_Exercise prompt_
Copy every line of the items below word for word, but leave out the pictures.

[Excerpts from a location annotation dataset]

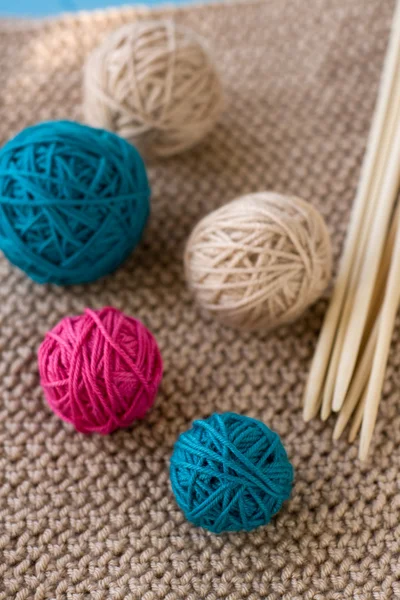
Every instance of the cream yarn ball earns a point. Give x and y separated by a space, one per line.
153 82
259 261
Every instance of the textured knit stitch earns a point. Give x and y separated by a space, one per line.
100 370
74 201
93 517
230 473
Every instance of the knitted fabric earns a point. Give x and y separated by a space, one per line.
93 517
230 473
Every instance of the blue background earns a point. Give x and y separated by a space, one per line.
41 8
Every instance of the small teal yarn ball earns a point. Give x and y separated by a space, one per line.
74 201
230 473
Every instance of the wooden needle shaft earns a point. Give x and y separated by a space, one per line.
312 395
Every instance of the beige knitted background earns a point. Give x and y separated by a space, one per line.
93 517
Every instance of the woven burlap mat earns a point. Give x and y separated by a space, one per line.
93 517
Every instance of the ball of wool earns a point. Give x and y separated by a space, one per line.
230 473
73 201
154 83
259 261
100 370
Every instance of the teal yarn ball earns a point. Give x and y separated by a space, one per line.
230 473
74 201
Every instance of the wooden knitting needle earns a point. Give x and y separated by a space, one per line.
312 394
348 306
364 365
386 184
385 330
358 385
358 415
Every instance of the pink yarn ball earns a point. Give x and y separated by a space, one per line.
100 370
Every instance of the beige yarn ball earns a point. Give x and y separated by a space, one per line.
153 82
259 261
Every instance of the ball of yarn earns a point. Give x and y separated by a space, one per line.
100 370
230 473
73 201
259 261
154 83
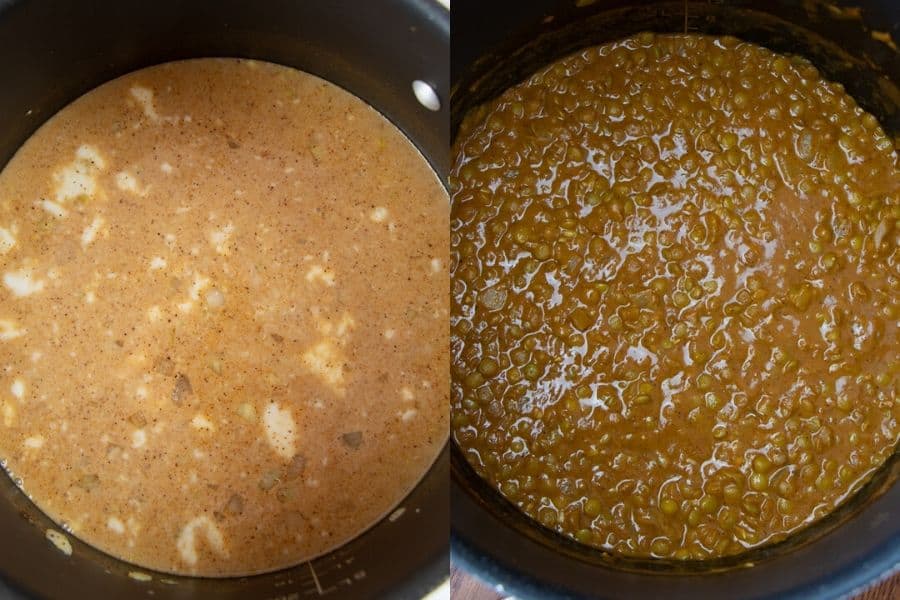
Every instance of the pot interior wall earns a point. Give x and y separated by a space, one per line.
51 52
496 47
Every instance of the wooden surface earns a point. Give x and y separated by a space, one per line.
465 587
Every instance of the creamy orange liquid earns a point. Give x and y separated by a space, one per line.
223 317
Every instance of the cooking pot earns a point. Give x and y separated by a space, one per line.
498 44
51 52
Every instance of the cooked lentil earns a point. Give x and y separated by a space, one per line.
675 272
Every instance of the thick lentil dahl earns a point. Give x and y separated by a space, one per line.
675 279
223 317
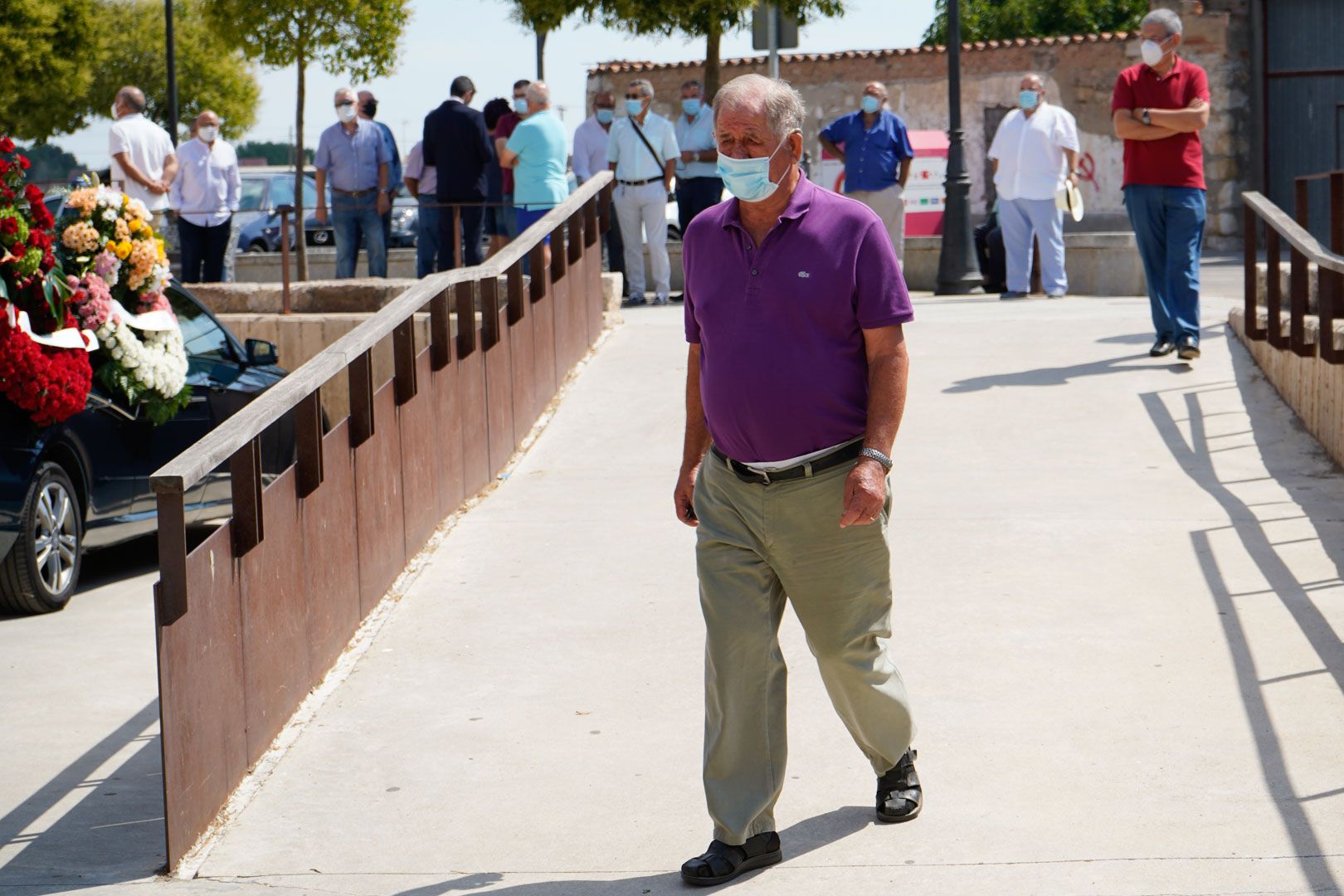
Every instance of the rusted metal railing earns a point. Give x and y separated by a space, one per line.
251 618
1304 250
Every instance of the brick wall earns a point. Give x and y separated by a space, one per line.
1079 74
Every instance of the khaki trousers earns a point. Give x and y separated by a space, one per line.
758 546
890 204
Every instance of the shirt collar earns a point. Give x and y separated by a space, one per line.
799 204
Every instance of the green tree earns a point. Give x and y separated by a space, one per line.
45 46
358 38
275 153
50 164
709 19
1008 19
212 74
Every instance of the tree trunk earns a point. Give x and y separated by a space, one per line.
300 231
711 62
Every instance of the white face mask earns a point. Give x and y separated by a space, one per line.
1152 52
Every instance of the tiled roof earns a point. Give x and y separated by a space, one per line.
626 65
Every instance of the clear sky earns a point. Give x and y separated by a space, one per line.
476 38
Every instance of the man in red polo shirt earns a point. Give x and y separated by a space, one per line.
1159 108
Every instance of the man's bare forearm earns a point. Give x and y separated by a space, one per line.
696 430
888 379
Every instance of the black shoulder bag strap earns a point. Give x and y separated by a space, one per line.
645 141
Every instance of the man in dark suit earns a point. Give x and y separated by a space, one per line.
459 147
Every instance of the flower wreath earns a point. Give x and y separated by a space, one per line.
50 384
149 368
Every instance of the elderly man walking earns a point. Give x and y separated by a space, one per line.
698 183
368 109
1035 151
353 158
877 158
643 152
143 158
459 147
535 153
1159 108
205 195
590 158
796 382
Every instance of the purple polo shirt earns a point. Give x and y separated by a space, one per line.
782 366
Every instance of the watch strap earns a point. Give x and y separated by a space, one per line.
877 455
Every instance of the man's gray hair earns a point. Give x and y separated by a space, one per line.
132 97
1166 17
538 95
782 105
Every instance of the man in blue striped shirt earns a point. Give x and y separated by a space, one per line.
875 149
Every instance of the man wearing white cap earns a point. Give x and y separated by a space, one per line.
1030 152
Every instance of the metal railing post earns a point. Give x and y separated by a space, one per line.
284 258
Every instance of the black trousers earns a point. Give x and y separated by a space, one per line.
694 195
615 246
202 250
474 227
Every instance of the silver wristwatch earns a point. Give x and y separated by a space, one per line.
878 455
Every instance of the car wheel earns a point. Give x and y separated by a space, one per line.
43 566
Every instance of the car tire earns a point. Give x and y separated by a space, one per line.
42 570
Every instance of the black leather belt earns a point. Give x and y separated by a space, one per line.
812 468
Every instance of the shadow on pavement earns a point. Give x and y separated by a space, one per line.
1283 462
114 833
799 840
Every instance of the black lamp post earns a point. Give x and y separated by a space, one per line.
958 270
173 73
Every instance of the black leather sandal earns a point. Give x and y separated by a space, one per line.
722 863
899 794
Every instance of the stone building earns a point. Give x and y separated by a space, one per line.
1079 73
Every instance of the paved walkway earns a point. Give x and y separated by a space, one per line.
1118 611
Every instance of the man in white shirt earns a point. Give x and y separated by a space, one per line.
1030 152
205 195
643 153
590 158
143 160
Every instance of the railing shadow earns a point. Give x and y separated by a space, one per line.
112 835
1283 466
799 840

_Result of the exercise_
Every instance of the cream yarn ball earns a point. Give x and y separated by a space, one per line.
153 82
259 261
Every instance of the textured knit stitch earns a point. Give x and y separated by a space, one per line.
100 370
74 201
93 517
230 473
Every instance of the knitted fabric earns a point. Give x and y separated by a space, one per line.
93 517
230 473
Every instance of the blue background earns a point. Give x and y separated by a space, one per line.
41 8
Every instance of the small teal yarn ball earns a point. Give x and y separated by a space, one per line.
74 201
230 473
Every instance of the wooden needle shaft earns a point. Give x and y separated by a space, one per line.
312 395
Every instance of the beige knitted background earns a point. Give x and y separated by a space, one per line.
93 517
Every instance of the woven burlap mat earns a point. Give x and y separated by a space, one per line.
93 517
Every instance of the ball of wool earns a point. Give x and y separated by a space, one per line.
230 473
73 201
154 83
259 261
100 370
Every instance of the teal yarn ball earns a point. Give x and y separated by a space, one per line.
230 473
74 201
Every instance of the wooden knitting needle earns a point. Give x and y separated by a space, one per line.
312 394
348 306
364 365
386 184
385 330
358 385
358 415
Every instance of the pink yarn ball earns a point. Give x and y separated by a space, one per line.
100 370
Every instance of the beige yarn ball earns a point. Give x and y separated by a space, one per line.
153 82
259 261
Every instance of the ball of yarn earns a point. Give x and y separated by a space, one per line.
100 370
230 473
73 201
259 261
154 83
Every instance of the pot interior wall earns a point. Give x and y separated by a space, one per line.
51 52
496 47
Every instance of the wooden surface earns a point. Give x and y separated by a space, one per line.
465 587
Every instance of the creamy orange liquid earns a point. Give x and y separated by a space, one per line.
223 317
Every instance of the cooking pot earns a point. Give x and y separated by a space, one per line.
498 44
51 52
Every instance of the cooked lentil earns a point. Give x and y separated by a space, one per line.
675 272
Every instance of the thick lentil dahl earns a point. Give x and y separated by a space, one per line.
675 279
223 317
Every instance of the rusted metal railing earns a point. Give x and y separated by a space, one per line.
251 618
1304 250
Every instance of the brick wall earns a point. Give x and y separated by a space, one per line.
1079 74
Every instance of the khaki trousers earns a point. Give x and y separated by a space, one per line.
758 546
890 204
Every instance of the shirt collar earns a point. Give x and y separated by a space, one per line.
799 204
Every instance of the green tree earns a point. Give x and y separated by a space, one per line.
45 46
358 38
275 153
50 164
709 19
1008 19
212 74
Every instance of the tree trunk earns a point. Give x and y separated by a space, one per line.
300 231
711 62
Every instance of the white face mask earns a point. Give x and y separated by a space, one per line.
1152 52
Every instance of the tiled roof earns a point. Give x and y separated by a space, one per line.
626 65
Every instance of the clear sky earns a point. Give x and y separated by a space, one per line.
476 38
Every instance of the man in red polo shirt earns a point. Give x and y separated by a space, one per line.
1159 108
Every instance of the man's bare forearm earns a point. Give x and y separated by a space, one per line.
696 430
888 379
Every instance of the black shoulder bag strap earns a point. Give x and y separated by a space, one per line.
645 141
Every instance of the man in dark suit earns a point. Give x and y separated by a space, one per line.
459 147
Every instance of the flower wreath earns a point. Give x and y separated by a space, one per line.
50 384
149 368
Every instance of the elderly man walking earns a point. Give x and y separated by a space, one per line.
698 183
368 109
1035 151
353 158
877 158
643 152
143 158
459 147
535 153
1159 108
205 195
590 158
796 382
Every instance of the purple polo shirt earns a point. Give x and y separated by a space, one per line.
782 366
Every instance of the watch strap earns a point. Give x and y separated by a space, one per line.
877 455
Every instance of the man's gray hair earns a point. Give x and y separated by a space, one per line.
132 97
1166 17
538 95
782 105
Every instance of the man in blue striped shirt earns a point. Give x and y separated by a space, one per line.
875 149
Every instance of the man wearing white cap earns a point. Give x and y separated by a space, one per line.
1030 152
Every instance of the metal railing post earns a point. Give x and y separated by a space, one per line.
284 258
Every instance of the black trousers earns a point. Give x and y separated by a space, one per line.
694 195
615 246
202 250
474 227
Every instance of the silver wristwatch earns a point. Give x and y separated by a space, one per line.
878 455
Every instance of the car wheel earns a point. Give x and y separated by a space, one per line.
43 566
Every instance of the car tire earns a point. Give x and y separated by a space, one per line.
42 570
Every instance of the black leather belt earns a point. Give x and y separated by a space, one per line.
812 468
Every instance of the shadow on pavement earns a point. Give x and y separated by a space, one per line.
1283 462
114 833
799 840
Every instance of the black lamp post earns a point. Give x and y separated by a space, one per line.
958 270
173 73
Every instance of the black leather sandal earns a point. Give x and y separated by a space, one per line.
722 863
899 794
Every instance of the stone building earns a point. Give x and y separated by a space, one per line.
1079 73
Every instance of the paved walkway earns a point. Give x and y separated by a space, one per line.
1118 611
Every instance of the man in white shirt earns a point. Give x and y separated by a space, one per line.
1030 152
205 195
643 153
590 158
143 160
Every instance of the railing shadow earns a point. Give x and y separated by a space, one per line.
112 835
1283 466
799 840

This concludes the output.